ARBEITSAUFTRAG 1:
Nenne alle Personen, die im Quelltext mit Namen erwähnt werden.
ARBEITSAUFTRAG 2:
Prüfe anhand des Quelltextes, ob die folgenden Aussagen stimmen. Antworte jeweils mit Ja oder Nein und zitiere die entscheidenden Worte wörtlich.
(a) Nina Warken ist 46 Jahre alt und Juristin.
(b) Warken ist seit fünf Jahren Präsidentin des Technischen Hilfswerks.
(c) Das Bundesgesundheitsministerium wird zum ersten Mal überhaupt von einer Frau geleitet.
ARBEITSAUFTRAG 3:
Beantworte die folgenden Fragen mithilfe des Quelltextes.
(a) Wie steht es um die gesetzliche Krankenversicherung?
(b) In welchem Bundesland ist Warken Präsidentin des Technischen Hilfswerks?
(c) Wozu erklärte Karl Lauterbach die gewählten Vertreter der Ärzte- und Zahnärzteschaft?

QUELLTEXT:
========

Ohne Frauen geht es nicht

Liebe Kolleginnen und Kollegen,

noch ist unklar, was wir von der schwarz-roten Koalition in der Gesundheitspolitik zu erwarten haben. Klar ist: Die Herausforderungen sind riesig. Die gesetzliche Krankenversicherung steht finanziell mit dem Rücken zur Wand. Ohne echte Reformen werden sich die Probleme unseres Gesundheitswesens nicht dauerhaft lösen lassen, wie auch der Gesundheitsökonom Prof. Dr. Andreas Beivers in diesem BZB feststellt. Die Akteure schauen deshalb gespannt auf das Bundesgesundheitsministerium, das erstmals seit 16 Jahren wieder von einer Frau geleitet wird. Die Ernennung von Nina Warken war eine echte Überraschung. Gesundheitspolitisch ist die 46-jährige Juristin bislang nicht in Erscheinung getreten. Aber das muss kein Nachteil sein. Immerhin gilt Warken als Krisenmanagerin. So ist sie seit zehn Jahren Präsidentin des Technischen Hilfswerks in ihrem Heimatland Baden-Württemberg. Was mir am besten an Warken gefällt: Sie will zuhören! In ihrer ersten Rede kündigte sie an, den Dialog mit den Praktikern führen zu wollen. Und damit unterscheidet sie sich ganz erheblich von ihrem Vorgänger Karl Lauterbach, der die gewählten Vertreter der Ärzte- und Zahnärzteschaft pauschal zu Lobbyisten erklärte. Selbst enge Mitarbeiter erkannten bei ihm „autistische Züge“, wenn er seine einsamen Entscheidungen via Social Media bekannt gab. Ich bin zuversichtlich, dass sich mit Frau Warken die Kommunikationskultur verändern wird.

========

BEREITGESTELLTE DATEN:
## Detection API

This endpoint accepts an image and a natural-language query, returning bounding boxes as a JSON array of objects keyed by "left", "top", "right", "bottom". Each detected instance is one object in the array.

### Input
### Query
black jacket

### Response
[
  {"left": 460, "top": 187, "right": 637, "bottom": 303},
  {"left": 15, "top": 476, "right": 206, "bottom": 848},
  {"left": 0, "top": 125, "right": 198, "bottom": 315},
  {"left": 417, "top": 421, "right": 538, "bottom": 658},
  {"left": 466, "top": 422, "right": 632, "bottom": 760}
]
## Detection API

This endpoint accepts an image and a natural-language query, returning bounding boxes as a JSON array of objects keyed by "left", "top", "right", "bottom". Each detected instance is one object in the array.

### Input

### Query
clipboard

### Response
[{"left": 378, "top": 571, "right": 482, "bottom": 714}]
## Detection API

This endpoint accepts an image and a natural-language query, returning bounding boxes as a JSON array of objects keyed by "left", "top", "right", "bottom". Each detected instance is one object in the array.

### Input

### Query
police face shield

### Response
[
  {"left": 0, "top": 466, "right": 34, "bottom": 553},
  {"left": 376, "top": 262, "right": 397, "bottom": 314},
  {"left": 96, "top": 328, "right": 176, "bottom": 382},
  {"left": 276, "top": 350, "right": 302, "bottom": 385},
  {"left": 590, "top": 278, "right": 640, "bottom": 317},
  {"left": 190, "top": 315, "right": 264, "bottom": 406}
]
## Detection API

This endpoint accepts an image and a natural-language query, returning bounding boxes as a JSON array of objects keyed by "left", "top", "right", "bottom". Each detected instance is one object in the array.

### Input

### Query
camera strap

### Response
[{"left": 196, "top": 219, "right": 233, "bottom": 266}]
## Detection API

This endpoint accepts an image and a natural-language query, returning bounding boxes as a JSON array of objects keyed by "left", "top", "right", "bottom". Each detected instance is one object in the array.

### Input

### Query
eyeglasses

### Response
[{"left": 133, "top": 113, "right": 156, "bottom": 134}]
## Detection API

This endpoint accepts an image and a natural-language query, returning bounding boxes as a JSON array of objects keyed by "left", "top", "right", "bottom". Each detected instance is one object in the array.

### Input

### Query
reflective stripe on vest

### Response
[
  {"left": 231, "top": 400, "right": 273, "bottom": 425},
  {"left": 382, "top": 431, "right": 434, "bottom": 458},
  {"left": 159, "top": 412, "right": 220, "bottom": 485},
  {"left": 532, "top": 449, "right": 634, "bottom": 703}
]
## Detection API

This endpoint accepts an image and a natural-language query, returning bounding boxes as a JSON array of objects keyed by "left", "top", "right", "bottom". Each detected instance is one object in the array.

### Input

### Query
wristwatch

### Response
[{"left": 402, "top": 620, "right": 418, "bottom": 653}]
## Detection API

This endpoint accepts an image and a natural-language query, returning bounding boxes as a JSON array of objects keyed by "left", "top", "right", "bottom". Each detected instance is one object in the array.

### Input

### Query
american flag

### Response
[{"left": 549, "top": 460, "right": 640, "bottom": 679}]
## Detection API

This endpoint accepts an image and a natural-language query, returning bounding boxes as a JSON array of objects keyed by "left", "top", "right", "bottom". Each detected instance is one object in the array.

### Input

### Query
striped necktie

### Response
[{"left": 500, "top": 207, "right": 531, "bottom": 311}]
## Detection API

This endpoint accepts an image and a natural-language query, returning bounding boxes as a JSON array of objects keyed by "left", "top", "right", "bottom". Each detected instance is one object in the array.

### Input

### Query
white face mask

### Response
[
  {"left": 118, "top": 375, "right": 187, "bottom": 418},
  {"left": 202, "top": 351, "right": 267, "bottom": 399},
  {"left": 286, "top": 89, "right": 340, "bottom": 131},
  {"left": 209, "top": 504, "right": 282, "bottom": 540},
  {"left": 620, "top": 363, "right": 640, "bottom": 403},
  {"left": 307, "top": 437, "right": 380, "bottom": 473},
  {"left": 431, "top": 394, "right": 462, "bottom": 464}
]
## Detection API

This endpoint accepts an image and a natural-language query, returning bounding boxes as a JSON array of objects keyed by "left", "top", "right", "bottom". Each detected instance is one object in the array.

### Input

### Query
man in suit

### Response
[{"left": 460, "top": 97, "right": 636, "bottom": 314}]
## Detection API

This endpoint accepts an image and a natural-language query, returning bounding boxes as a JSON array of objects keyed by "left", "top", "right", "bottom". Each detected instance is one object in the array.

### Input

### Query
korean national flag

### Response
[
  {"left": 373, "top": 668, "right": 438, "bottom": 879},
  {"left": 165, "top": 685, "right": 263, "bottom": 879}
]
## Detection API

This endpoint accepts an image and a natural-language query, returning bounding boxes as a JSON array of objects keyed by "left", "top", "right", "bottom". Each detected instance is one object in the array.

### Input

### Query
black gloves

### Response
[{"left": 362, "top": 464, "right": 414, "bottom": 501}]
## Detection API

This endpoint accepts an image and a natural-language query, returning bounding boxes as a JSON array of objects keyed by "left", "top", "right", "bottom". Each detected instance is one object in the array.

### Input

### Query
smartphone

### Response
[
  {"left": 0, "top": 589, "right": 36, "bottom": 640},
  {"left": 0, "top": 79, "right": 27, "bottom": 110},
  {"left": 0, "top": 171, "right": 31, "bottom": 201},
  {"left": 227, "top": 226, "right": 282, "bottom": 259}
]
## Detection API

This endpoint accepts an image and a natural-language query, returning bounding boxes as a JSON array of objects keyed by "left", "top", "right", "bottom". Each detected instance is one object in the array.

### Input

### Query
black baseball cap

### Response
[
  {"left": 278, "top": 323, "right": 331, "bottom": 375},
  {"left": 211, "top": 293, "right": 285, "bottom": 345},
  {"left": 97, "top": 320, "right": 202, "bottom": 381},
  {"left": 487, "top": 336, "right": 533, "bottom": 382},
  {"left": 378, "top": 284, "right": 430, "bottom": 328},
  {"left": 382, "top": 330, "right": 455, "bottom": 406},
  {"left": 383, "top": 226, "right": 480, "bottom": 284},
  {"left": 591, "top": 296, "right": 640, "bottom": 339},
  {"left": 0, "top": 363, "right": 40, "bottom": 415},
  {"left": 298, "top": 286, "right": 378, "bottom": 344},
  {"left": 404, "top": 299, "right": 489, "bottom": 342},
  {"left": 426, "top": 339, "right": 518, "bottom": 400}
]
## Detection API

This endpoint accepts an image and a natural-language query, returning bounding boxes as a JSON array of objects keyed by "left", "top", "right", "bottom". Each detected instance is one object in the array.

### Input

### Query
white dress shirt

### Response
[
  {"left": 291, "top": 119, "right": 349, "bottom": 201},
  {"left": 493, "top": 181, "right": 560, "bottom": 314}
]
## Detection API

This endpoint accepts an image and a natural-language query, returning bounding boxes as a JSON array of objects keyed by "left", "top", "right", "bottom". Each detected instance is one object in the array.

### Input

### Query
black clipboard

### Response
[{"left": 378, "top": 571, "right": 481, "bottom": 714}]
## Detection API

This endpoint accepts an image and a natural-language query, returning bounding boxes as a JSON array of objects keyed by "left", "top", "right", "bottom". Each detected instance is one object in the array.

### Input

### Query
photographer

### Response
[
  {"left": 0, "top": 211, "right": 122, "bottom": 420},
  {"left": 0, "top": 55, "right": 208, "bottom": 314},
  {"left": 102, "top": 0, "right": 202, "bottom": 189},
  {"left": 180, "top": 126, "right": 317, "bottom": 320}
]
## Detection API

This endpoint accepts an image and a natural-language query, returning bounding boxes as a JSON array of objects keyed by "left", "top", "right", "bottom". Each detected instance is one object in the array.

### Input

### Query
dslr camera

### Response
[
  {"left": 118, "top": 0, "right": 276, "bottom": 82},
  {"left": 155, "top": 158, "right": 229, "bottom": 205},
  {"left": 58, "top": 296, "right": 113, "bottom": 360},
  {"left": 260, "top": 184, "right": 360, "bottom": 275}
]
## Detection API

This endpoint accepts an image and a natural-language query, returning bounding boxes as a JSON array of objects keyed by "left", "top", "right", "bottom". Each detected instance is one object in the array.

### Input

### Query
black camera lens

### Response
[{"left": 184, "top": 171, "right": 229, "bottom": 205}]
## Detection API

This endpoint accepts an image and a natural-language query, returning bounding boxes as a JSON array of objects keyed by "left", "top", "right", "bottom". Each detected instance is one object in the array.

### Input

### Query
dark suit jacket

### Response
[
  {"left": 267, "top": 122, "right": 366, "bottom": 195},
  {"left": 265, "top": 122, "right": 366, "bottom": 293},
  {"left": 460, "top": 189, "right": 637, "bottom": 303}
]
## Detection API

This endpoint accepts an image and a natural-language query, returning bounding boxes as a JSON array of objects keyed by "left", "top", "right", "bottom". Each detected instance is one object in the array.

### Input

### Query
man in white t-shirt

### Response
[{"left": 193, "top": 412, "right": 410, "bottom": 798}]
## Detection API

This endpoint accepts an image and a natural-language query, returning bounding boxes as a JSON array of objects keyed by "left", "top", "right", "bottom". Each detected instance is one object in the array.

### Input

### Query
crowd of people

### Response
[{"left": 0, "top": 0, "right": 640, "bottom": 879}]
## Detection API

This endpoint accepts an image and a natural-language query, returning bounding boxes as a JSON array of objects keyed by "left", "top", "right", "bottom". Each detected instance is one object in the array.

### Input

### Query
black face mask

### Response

========

LÖSUNG 1:
Prof. Dr. Andreas Beivers, Nina Warken, Karl Lauterbach

LÖSUNG 2:
(a) Ja: „die 46-jährige Juristin“
(b) Nein: „seit zehn Jahren Präsidentin des Technischen Hilfswerks“
(c) Nein: „erstmals seit 16 Jahren wieder von einer Frau geleitet“

LÖSUNG 3:
(a) Sie steht finanziell mit dem Rücken zur Wand.
(b) In Baden-Württemberg.
(c) Er erklärte sie pauschal zu Lobbyisten.